Engelbert announced at the WNBA Draft there would be a league-wide charity initiative spearheaded by the Mercury to support Griner’s philanthropic project, called BG’s Heart and Sole Shoe Drive, which helps the homeless.

“In conjunction with the league, the other 11 teams, and those closest to BG, we will work to keep her top-of-mind as we tip the 2022 season,” said Mercury Executive Vice President and GM Jim Pitman. “While we await her return, our main concern remains for her safety and well-being. Our fans will miss her impact on the court and in our community, and this gesture of including her initials on every court and our BG’s Heart and Sole Shoe Drive activation in every market are for them and for her.”

Griner had one of her best seasons last year — the league's second-leading scorer and sixth in rebounds. She helped the Mercury reach the WNBA Finals, where it lost to the Chicago Sky.

________________

§ What to work on:
**A)** Transcribe the passage about Griner and the Mercury, starting at "Griner had one" and ending at "the Chicago Sky.".
**B)** Name every person who is identified by name in the passage about Griner and the Mercury.

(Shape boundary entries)
________________

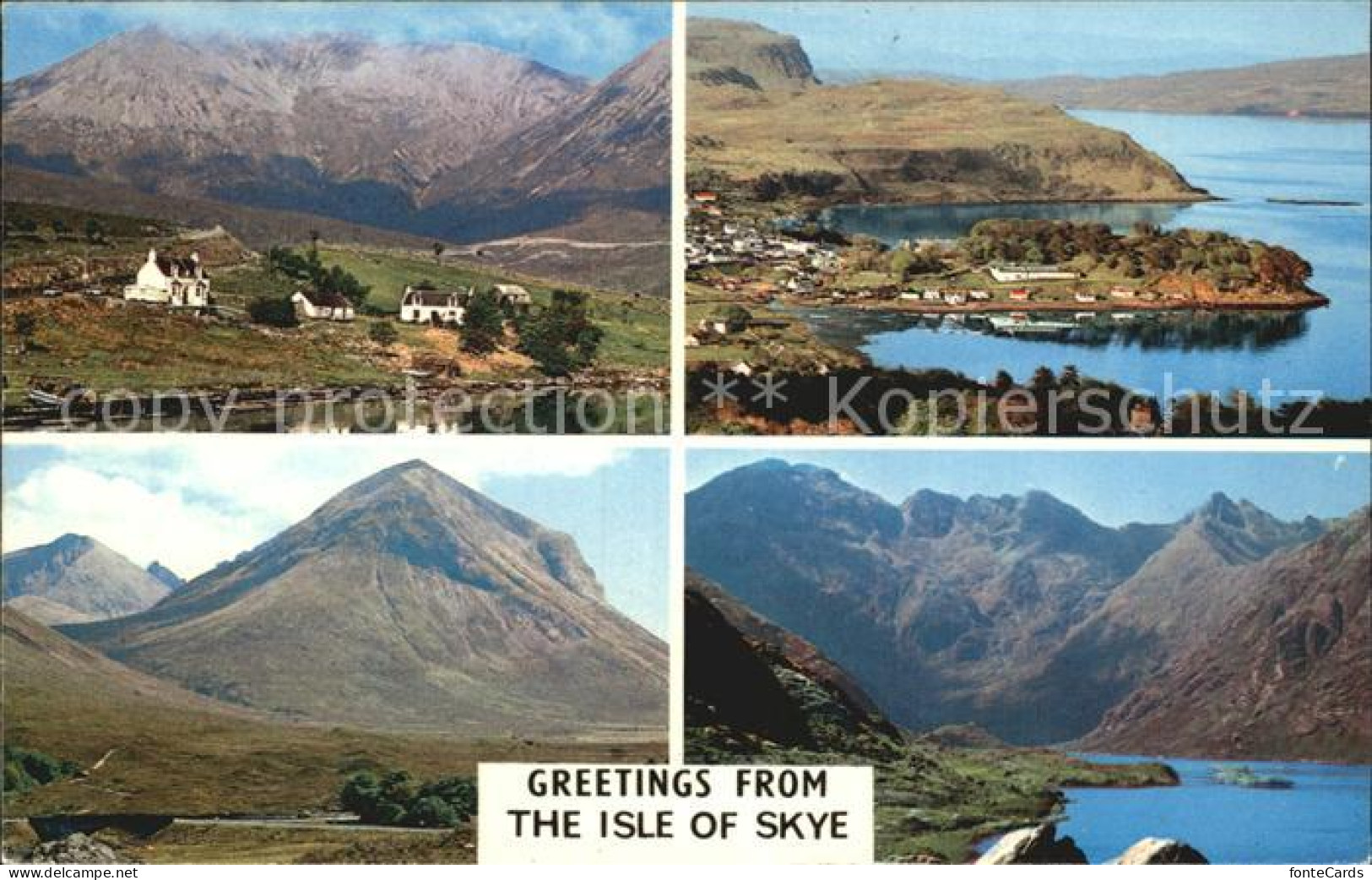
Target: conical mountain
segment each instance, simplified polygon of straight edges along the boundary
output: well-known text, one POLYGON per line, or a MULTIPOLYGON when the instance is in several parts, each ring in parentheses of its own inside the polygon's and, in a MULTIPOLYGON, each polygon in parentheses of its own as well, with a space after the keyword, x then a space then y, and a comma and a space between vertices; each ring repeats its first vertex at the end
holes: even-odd
POLYGON ((664 645, 605 601, 573 541, 418 461, 147 614, 67 632, 291 717, 454 733, 665 722, 664 645))
POLYGON ((4 601, 43 623, 106 621, 151 608, 166 583, 93 538, 64 534, 5 553, 4 601))
POLYGON ((1246 593, 1111 708, 1089 748, 1372 758, 1368 509, 1233 575, 1246 593))

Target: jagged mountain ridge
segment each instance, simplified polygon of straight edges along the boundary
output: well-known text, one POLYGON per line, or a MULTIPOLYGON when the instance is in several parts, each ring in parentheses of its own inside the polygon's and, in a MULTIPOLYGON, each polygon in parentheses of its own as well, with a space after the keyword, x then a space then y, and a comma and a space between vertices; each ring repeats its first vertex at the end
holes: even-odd
POLYGON ((465 733, 660 726, 665 648, 572 540, 412 461, 151 611, 66 633, 279 715, 465 733))
POLYGON ((49 625, 136 614, 170 592, 115 551, 77 534, 5 553, 3 571, 5 605, 49 625))
POLYGON ((1235 610, 1114 706, 1087 748, 1372 758, 1368 508, 1231 575, 1235 610), (1144 745, 1146 744, 1146 745, 1144 745))
POLYGON ((842 667, 690 570, 685 621, 686 726, 697 734, 848 752, 900 740, 842 667))
POLYGON ((815 206, 1206 198, 1129 136, 999 88, 822 85, 793 37, 744 22, 691 19, 687 47, 702 185, 757 194, 771 174, 815 206))
POLYGON ((606 124, 667 115, 665 85, 616 88, 653 67, 654 52, 593 86, 475 44, 188 38, 148 27, 5 84, 5 159, 460 242, 575 224, 591 192, 665 211, 638 192, 646 178, 667 187, 665 132, 606 124), (543 136, 516 139, 525 132, 543 136), (571 141, 558 135, 573 133, 593 173, 569 200, 567 163, 527 151, 560 148, 571 141), (469 162, 471 176, 458 170, 469 162), (506 172, 517 178, 490 178, 506 172))
POLYGON ((763 461, 687 497, 686 560, 815 642, 899 723, 1052 743, 1087 733, 1185 647, 1188 625, 1229 610, 1240 581, 1218 574, 1321 529, 1228 498, 1120 529, 1045 493, 897 507, 831 471, 763 461), (1195 597, 1158 615, 1166 596, 1147 585, 1168 570, 1195 597))

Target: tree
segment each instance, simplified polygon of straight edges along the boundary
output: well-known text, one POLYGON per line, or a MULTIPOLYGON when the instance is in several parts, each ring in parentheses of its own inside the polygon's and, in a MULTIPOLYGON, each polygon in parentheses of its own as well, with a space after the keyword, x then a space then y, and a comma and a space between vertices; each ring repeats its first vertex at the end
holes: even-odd
POLYGON ((442 798, 420 798, 405 813, 405 824, 418 828, 454 828, 458 824, 457 810, 442 798))
POLYGON ((462 349, 473 354, 490 354, 505 338, 505 314, 499 299, 488 290, 472 297, 462 316, 462 349))
POLYGON ((33 334, 38 329, 38 320, 22 312, 14 317, 14 332, 19 336, 19 351, 27 351, 33 343, 33 334))
POLYGON ((591 323, 586 294, 553 291, 553 302, 519 323, 519 350, 549 376, 565 376, 590 367, 605 331, 591 323))
POLYGON ((268 327, 298 327, 300 324, 300 319, 295 314, 295 305, 289 299, 272 299, 269 297, 259 297, 248 303, 248 320, 268 327))
POLYGON ((390 349, 401 335, 395 331, 395 324, 390 321, 372 321, 372 325, 366 328, 366 338, 383 349, 390 349))

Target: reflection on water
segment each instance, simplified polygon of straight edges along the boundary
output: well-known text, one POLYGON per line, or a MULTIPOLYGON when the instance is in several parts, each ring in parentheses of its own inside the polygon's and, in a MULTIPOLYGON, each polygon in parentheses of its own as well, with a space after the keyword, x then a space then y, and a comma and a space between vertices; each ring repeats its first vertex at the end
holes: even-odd
POLYGON ((1372 157, 1367 122, 1106 111, 1078 115, 1128 132, 1222 200, 841 206, 827 211, 826 218, 847 232, 892 243, 956 238, 989 217, 1095 221, 1117 229, 1144 220, 1163 228, 1218 229, 1299 253, 1314 268, 1310 287, 1327 295, 1329 306, 1298 314, 1135 316, 1014 334, 907 314, 803 310, 807 321, 826 340, 859 349, 886 368, 947 368, 982 379, 1004 369, 1028 379, 1040 365, 1061 369, 1076 364, 1084 375, 1154 393, 1165 376, 1179 387, 1220 393, 1258 391, 1264 380, 1301 397, 1361 400, 1372 393, 1372 157))
POLYGON ((853 347, 870 336, 916 329, 984 334, 1017 342, 1085 349, 1179 351, 1261 351, 1295 339, 1308 328, 1305 312, 1024 312, 918 314, 852 309, 785 309, 809 324, 823 342, 853 347))

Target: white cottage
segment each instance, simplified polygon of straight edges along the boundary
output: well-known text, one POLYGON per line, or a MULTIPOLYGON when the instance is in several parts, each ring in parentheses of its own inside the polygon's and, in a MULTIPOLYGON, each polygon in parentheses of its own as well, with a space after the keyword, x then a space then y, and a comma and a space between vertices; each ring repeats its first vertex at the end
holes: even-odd
POLYGON ((210 305, 210 276, 200 266, 199 254, 181 259, 159 257, 154 248, 148 251, 148 261, 139 269, 134 283, 123 288, 123 298, 203 308, 210 305))
POLYGON ((501 308, 527 309, 534 305, 534 297, 520 284, 497 284, 495 299, 501 308))
POLYGON ((438 291, 432 287, 405 287, 401 320, 409 324, 462 324, 472 291, 438 291))
POLYGON ((296 314, 316 321, 351 321, 357 317, 347 297, 335 291, 298 290, 291 303, 296 314))

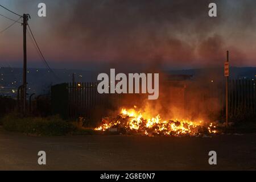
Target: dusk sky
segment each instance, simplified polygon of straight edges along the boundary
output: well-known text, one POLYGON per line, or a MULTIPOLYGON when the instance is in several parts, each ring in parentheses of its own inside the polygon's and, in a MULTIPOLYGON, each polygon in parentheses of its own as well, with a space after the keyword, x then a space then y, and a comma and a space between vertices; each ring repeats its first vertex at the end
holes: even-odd
MULTIPOLYGON (((256 1, 0 0, 30 14, 28 23, 52 68, 147 66, 174 68, 256 66, 256 1), (38 5, 47 17, 38 16, 38 5), (217 4, 217 16, 208 16, 217 4)), ((0 7, 0 14, 18 16, 0 7)), ((13 23, 0 16, 0 32, 13 23)), ((22 27, 0 34, 0 67, 20 67, 22 27)), ((28 36, 28 67, 44 68, 28 36)))

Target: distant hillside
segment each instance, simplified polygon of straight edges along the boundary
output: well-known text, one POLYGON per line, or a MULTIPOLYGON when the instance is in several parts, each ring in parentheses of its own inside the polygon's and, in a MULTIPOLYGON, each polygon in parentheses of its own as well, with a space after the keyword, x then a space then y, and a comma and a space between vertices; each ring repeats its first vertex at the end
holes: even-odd
MULTIPOLYGON (((189 75, 193 77, 209 76, 223 77, 223 68, 191 69, 185 70, 172 70, 168 72, 173 75, 189 75)), ((50 86, 61 82, 71 82, 72 74, 75 73, 75 81, 96 81, 98 72, 96 71, 79 69, 53 69, 57 76, 47 69, 28 69, 28 92, 30 93, 42 94, 49 90, 50 86)), ((256 76, 256 67, 232 67, 230 72, 230 78, 253 79, 256 76)), ((0 68, 0 86, 18 88, 22 83, 22 69, 0 68)), ((1 93, 0 93, 1 94, 1 93)))

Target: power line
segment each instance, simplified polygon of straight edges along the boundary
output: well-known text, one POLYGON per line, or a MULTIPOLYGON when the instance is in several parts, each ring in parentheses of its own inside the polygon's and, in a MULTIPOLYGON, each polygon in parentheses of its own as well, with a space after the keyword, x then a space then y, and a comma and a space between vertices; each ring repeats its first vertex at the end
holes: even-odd
POLYGON ((43 57, 42 57, 41 54, 40 53, 39 51, 38 50, 36 45, 35 43, 35 42, 33 40, 33 39, 32 38, 32 36, 30 35, 30 32, 28 31, 28 30, 27 29, 27 32, 28 34, 28 36, 30 37, 30 40, 32 42, 34 47, 35 48, 35 49, 36 51, 36 52, 38 53, 38 56, 39 56, 39 57, 41 59, 41 60, 43 61, 43 63, 45 64, 45 65, 47 67, 47 65, 46 64, 46 62, 44 61, 43 57))
POLYGON ((19 15, 18 13, 15 13, 15 12, 13 12, 13 11, 10 10, 9 9, 5 7, 5 6, 2 6, 1 5, 0 5, 0 6, 2 7, 3 7, 3 8, 4 8, 4 9, 6 9, 6 10, 7 10, 7 11, 10 11, 10 12, 11 12, 11 13, 13 13, 14 14, 15 14, 15 15, 16 15, 20 16, 20 17, 22 17, 22 18, 23 17, 23 16, 22 16, 22 15, 19 15))
POLYGON ((7 27, 6 27, 5 29, 3 30, 2 31, 0 31, 0 34, 2 34, 2 32, 3 32, 4 31, 5 31, 6 30, 7 30, 8 28, 11 27, 14 24, 15 24, 16 23, 18 22, 18 20, 19 20, 21 18, 19 18, 18 19, 17 19, 15 22, 14 22, 14 23, 13 23, 13 24, 10 24, 9 26, 8 26, 7 27))
POLYGON ((40 55, 41 55, 42 57, 43 58, 43 61, 44 61, 44 63, 46 63, 47 68, 52 72, 52 73, 53 74, 53 75, 57 78, 58 79, 59 79, 59 78, 57 76, 57 75, 56 75, 55 73, 53 72, 53 71, 51 68, 51 67, 49 67, 49 64, 48 64, 47 61, 46 61, 46 59, 44 58, 44 56, 43 56, 43 53, 41 52, 41 50, 39 48, 39 47, 38 46, 38 44, 36 42, 36 40, 35 39, 35 36, 34 36, 34 34, 31 31, 31 29, 30 28, 30 25, 28 24, 27 24, 28 28, 30 30, 30 33, 31 34, 32 37, 33 38, 33 40, 35 42, 35 45, 36 46, 36 47, 38 49, 38 51, 39 51, 40 55))
MULTIPOLYGON (((9 18, 9 17, 7 17, 7 16, 5 16, 5 15, 3 15, 2 14, 0 14, 0 16, 3 16, 3 17, 4 17, 4 18, 7 18, 7 19, 8 19, 9 20, 12 20, 12 21, 14 21, 14 22, 16 22, 16 20, 15 20, 15 19, 11 19, 11 18, 9 18)), ((22 23, 22 22, 19 22, 19 23, 22 23)))

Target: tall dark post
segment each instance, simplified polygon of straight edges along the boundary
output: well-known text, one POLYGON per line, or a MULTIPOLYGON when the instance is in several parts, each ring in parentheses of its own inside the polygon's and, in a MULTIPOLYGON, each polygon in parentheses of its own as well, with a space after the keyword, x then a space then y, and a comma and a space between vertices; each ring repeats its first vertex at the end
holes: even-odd
POLYGON ((75 84, 75 73, 72 74, 72 83, 73 84, 75 84))
POLYGON ((23 14, 23 111, 26 114, 27 102, 27 15, 23 14))
MULTIPOLYGON (((226 61, 229 63, 229 51, 226 51, 226 61)), ((228 127, 229 119, 229 76, 226 76, 226 126, 228 127)))

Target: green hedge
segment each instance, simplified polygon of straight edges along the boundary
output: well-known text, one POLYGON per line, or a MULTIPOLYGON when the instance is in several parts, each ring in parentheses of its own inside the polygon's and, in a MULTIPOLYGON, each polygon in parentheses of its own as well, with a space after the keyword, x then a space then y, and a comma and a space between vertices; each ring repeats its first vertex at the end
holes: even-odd
POLYGON ((9 114, 2 119, 2 122, 3 128, 7 131, 38 135, 64 135, 76 130, 73 124, 57 115, 20 118, 15 114, 9 114))

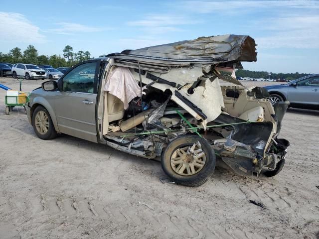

________________

§ The responses:
**A)**
Griner had one of her best seasons last year — the league's second-leading scorer and sixth in rebounds. She helped the Mercury reach the WNBA Finals, where it lost to the Chicago Sky.

**B)**
Engelbert
Griner
Jim Pitman